» **SUPPLIED MATERIAL**
──────────

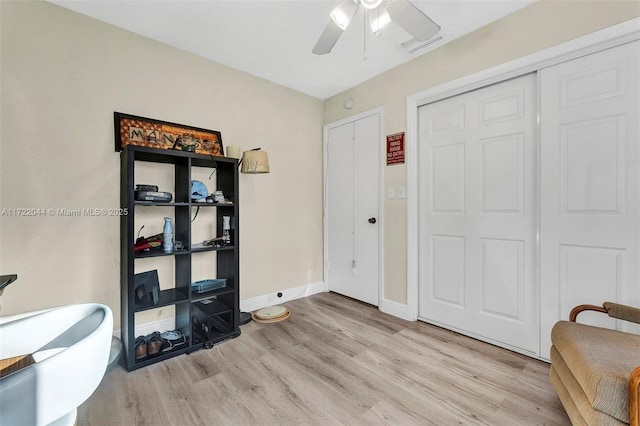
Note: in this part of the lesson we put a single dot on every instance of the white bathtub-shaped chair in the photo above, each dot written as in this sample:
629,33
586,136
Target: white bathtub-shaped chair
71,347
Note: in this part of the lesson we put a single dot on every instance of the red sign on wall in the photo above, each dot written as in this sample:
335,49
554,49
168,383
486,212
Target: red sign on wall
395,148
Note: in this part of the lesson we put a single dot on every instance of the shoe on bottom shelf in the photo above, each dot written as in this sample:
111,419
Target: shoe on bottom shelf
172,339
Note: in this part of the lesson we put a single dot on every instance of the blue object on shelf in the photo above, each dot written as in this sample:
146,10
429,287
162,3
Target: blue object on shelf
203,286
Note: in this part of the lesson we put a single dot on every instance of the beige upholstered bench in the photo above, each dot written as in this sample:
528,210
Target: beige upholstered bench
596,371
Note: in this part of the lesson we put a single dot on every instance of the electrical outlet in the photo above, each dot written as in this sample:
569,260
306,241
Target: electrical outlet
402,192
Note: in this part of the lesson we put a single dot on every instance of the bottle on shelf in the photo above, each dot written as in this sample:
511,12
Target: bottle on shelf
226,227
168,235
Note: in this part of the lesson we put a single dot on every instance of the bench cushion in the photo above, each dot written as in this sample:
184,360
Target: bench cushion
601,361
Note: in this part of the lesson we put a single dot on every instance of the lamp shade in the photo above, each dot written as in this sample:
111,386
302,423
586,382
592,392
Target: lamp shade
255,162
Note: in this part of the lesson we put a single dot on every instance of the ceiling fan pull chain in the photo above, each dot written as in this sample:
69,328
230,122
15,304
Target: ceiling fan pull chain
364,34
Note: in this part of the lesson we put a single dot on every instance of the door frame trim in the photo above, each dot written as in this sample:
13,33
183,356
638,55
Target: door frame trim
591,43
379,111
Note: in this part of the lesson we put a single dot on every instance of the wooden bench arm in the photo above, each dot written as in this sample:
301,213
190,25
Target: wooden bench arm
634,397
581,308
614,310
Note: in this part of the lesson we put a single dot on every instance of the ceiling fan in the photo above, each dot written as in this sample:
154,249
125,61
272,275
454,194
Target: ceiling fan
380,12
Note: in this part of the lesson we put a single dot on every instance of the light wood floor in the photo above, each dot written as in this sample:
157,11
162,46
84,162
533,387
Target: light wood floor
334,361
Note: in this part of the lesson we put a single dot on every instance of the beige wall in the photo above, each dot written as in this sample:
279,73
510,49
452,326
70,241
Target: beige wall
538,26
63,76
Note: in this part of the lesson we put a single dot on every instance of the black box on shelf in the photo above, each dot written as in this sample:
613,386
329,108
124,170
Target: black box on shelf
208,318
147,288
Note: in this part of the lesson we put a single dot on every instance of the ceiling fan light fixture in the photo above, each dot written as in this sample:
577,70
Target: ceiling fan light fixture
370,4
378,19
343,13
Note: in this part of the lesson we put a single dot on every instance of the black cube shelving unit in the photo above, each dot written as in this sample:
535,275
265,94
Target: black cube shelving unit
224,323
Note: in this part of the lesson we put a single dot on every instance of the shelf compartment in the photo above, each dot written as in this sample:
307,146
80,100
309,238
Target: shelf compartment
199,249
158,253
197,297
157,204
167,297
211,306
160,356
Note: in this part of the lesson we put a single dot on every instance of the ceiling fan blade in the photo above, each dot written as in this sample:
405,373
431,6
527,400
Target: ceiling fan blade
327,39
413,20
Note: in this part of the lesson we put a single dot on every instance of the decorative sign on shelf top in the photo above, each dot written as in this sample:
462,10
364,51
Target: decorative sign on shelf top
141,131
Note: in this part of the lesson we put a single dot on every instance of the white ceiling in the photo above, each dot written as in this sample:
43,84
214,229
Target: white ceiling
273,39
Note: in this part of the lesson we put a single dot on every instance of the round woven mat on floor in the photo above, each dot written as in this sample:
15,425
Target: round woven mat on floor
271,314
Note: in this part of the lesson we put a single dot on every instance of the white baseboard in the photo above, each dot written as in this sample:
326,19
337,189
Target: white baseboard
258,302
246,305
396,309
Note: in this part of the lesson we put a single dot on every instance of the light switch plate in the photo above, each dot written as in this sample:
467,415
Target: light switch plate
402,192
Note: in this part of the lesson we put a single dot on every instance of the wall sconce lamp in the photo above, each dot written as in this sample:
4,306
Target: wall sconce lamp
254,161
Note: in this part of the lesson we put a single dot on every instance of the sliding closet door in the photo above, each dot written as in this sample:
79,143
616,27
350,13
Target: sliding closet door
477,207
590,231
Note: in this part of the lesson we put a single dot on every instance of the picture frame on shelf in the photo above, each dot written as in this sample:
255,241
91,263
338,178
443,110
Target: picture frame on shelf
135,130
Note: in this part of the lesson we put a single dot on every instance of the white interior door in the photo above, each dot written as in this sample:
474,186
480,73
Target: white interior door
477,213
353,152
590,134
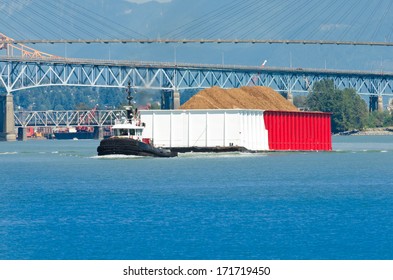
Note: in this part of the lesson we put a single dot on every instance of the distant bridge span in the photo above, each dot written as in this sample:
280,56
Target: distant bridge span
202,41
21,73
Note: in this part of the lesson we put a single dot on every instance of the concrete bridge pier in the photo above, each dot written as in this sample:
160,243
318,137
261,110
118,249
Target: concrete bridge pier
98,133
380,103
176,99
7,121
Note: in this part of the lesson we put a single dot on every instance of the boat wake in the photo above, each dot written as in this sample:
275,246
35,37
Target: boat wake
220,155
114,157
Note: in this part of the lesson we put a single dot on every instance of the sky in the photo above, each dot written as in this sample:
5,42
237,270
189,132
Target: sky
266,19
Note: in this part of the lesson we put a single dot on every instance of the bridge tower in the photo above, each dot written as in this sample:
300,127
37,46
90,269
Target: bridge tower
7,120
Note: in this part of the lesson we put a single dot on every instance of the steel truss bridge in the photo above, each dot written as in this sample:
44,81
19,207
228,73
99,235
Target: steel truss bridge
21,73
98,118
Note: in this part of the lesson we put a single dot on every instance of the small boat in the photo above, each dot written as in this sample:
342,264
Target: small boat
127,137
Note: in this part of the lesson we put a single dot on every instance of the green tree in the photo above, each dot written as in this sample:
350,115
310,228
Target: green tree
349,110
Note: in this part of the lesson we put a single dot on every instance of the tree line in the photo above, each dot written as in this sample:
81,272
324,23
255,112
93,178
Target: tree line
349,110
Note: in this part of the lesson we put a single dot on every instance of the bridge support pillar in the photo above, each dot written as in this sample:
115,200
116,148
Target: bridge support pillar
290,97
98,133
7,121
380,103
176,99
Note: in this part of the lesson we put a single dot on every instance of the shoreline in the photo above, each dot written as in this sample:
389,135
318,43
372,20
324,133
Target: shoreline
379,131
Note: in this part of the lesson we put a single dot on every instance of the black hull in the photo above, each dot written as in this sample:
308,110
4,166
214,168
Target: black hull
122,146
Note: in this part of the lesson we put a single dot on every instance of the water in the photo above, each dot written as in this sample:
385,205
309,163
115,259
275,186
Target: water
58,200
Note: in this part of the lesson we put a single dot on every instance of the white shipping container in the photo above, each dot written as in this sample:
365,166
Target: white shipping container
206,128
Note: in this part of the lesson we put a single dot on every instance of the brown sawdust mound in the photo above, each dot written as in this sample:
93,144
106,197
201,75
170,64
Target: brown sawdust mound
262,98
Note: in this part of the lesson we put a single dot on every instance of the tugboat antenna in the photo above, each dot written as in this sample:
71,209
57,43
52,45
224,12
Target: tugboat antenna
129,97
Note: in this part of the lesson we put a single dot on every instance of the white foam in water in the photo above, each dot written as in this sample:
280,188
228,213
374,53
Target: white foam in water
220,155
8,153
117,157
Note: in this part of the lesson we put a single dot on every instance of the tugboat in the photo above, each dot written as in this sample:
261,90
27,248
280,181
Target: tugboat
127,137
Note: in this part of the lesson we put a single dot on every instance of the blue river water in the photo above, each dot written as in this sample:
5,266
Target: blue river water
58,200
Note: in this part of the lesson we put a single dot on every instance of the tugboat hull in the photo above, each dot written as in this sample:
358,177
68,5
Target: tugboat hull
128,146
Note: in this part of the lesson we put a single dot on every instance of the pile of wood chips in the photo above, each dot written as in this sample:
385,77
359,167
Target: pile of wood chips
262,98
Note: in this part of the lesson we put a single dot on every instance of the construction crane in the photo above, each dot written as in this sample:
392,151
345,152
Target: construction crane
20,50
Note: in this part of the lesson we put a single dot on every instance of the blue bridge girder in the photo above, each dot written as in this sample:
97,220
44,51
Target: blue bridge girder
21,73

──────────

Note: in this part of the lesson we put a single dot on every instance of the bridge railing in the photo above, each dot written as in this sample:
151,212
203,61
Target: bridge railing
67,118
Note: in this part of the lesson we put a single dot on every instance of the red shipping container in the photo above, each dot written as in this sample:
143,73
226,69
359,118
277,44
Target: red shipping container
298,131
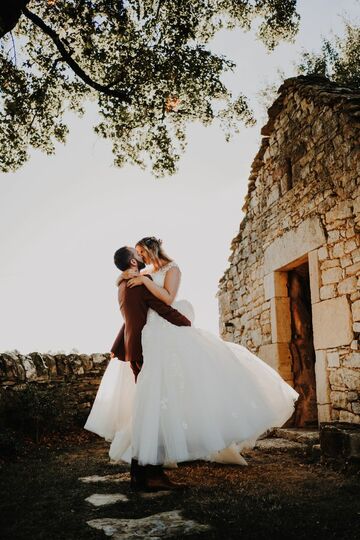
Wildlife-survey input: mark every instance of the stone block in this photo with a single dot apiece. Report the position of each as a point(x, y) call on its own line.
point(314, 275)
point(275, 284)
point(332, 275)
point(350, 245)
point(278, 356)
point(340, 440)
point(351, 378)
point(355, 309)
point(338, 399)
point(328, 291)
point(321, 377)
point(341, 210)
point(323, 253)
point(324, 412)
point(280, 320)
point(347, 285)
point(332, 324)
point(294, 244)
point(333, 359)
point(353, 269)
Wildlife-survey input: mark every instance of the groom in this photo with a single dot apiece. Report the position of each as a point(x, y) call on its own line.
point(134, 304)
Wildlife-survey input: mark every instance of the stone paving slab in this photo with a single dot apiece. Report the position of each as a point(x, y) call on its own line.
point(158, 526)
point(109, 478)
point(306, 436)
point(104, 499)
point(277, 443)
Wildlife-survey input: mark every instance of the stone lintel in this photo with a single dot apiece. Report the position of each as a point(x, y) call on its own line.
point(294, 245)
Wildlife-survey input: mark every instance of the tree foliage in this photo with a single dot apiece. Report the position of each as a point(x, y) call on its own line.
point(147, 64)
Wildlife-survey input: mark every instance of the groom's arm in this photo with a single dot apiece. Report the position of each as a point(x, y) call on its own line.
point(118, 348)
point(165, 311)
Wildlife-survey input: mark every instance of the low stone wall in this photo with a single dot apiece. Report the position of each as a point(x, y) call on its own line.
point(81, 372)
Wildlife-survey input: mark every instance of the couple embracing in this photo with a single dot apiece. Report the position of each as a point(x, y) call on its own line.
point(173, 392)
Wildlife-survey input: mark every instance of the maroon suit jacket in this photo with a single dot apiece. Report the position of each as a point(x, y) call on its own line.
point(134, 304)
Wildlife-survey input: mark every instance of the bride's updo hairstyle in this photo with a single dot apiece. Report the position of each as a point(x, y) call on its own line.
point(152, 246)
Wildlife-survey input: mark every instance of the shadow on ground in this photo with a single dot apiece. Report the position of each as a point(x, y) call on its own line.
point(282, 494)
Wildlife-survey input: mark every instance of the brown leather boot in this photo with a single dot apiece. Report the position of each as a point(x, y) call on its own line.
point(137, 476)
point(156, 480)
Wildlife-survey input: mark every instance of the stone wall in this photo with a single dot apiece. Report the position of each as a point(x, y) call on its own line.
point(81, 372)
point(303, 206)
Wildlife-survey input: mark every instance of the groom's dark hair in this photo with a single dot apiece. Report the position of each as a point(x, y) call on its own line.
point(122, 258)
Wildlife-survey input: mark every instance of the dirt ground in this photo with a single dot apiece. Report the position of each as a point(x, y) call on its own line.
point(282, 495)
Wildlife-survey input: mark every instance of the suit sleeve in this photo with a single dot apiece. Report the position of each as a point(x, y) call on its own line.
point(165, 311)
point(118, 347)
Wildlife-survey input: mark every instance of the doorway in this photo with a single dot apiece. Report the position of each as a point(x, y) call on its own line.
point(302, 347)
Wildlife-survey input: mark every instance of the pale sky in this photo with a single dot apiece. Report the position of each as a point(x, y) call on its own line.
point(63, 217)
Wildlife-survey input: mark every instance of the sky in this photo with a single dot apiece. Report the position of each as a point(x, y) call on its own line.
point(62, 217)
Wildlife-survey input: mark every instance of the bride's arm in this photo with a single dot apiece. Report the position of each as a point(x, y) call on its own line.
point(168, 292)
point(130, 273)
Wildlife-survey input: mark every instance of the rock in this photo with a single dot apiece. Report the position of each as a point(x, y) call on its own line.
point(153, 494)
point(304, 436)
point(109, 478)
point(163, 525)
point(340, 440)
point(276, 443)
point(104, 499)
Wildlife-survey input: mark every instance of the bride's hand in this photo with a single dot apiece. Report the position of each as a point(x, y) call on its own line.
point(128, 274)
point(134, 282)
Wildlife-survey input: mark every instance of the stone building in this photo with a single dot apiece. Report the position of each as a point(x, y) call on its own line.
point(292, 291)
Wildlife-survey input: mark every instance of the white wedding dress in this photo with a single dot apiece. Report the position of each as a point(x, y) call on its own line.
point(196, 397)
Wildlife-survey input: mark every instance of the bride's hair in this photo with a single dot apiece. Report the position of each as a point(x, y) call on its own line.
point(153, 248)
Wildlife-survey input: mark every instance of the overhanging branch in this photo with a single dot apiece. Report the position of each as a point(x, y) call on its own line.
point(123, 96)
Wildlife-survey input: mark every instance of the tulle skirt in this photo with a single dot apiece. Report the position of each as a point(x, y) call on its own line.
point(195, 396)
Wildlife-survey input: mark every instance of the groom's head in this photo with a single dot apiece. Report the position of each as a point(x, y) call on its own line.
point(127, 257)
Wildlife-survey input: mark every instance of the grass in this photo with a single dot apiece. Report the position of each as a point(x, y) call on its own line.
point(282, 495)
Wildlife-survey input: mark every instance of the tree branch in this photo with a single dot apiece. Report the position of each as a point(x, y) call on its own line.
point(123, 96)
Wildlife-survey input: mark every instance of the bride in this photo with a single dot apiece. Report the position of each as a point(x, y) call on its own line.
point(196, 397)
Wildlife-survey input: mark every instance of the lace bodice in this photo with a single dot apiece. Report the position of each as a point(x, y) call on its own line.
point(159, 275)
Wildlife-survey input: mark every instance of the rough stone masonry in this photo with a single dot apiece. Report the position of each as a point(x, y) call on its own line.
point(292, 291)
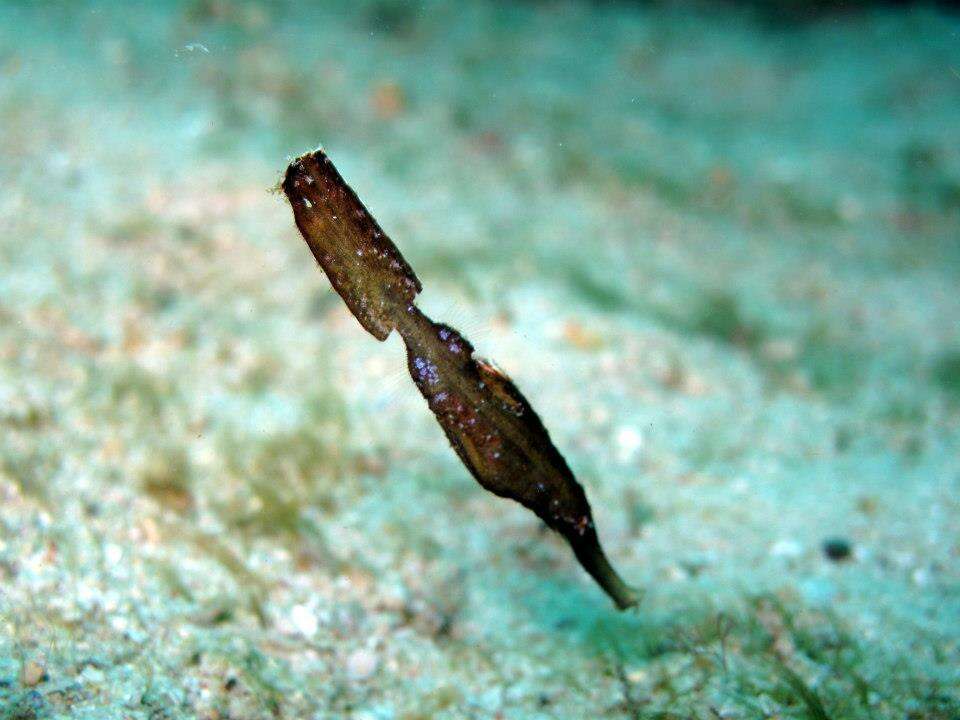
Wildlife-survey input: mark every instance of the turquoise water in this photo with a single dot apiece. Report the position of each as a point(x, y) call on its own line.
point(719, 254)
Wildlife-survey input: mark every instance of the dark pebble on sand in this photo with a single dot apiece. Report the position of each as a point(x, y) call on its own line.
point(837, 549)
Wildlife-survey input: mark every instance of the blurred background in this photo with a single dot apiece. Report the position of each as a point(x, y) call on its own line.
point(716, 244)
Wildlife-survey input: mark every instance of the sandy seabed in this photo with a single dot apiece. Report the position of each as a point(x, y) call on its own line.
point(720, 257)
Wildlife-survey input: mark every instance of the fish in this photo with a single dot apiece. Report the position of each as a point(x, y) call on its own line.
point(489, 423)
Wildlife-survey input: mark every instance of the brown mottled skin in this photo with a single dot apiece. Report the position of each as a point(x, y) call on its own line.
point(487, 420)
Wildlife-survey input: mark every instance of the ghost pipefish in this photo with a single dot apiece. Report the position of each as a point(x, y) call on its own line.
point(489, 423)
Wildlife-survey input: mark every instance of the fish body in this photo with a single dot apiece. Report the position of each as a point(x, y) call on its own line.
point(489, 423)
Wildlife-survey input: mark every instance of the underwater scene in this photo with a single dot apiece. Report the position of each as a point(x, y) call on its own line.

──────────

» **TASK TO CARRY OUT**
Your task is to transcribe, with no changes, only the lines of the listing above that lie between the line holding "of the water" and the line holding "the white shipping", inclusive.

» **WRITTEN SOLUTION**
Note: in this part of the lesson we put a single dot on every instance of the water in the photo above, each dot written as in this sample:
385,205
309,163
115,259
275,186
Target: water
58,200
Note: in this part of the lesson we put a single dot on every instance of the white shipping container in the photo above, each dot written as in this sample:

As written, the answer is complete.